* _Given problem 1_
List every distinct year mentioned in the biography, in the order each first appears.
* _Given problem 2_
Rewrite the object detection records below as a Markdown table with the columns Row and Line. Give each line its own numbered row, skip blank lines, and leave the pictures out.

==== Document text

Ali Saeedlou () (born 10 October 1952 in Tabriz) is an Iranian politician who was the Head of Physical Education Organization from 2009 to 2011. Before that, he was Deputy Mayor of Tehran from 2003 to 2005 under Mahmoud Ahmadinejad and had served as his interim successor until the election of Mohammad Bagher Ghalibaf as new mayor.

Early life
He was born on 10 October 1952 in Tabriz, East Azerbaijan Province. He was graduated in 1975 from Tabriz University and then he moved to United States but returned to his hometown in 1980.

========
==== Provided records

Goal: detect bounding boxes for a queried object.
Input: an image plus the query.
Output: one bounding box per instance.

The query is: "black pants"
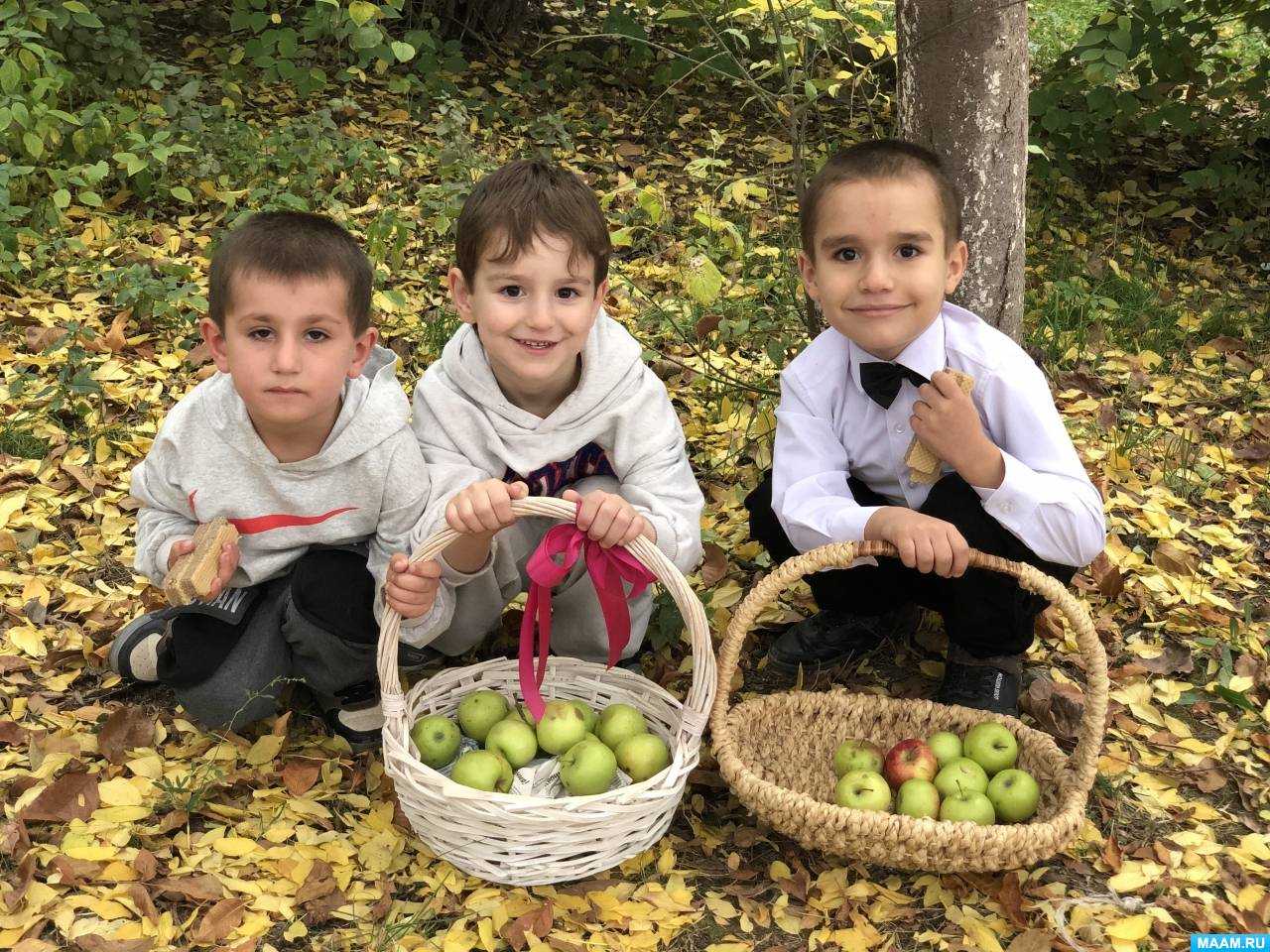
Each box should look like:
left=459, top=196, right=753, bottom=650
left=745, top=472, right=1076, bottom=657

========

* _Full solution 1_
1952, 2009, 2011, 2003, 2005, 1975, 1980

* _Full solution 2_
| Row | Line |
|---|---|
| 1 | Goal: detect bounding boxes for a queried object. |
| 2 | Input: an image plus the query. |
| 3 | Output: one bounding box per instance. |
| 4 | The query is: "black pants" |
| 5 | Each box should look like: |
| 6 | left=459, top=196, right=753, bottom=650 |
| 7 | left=745, top=472, right=1076, bottom=657 |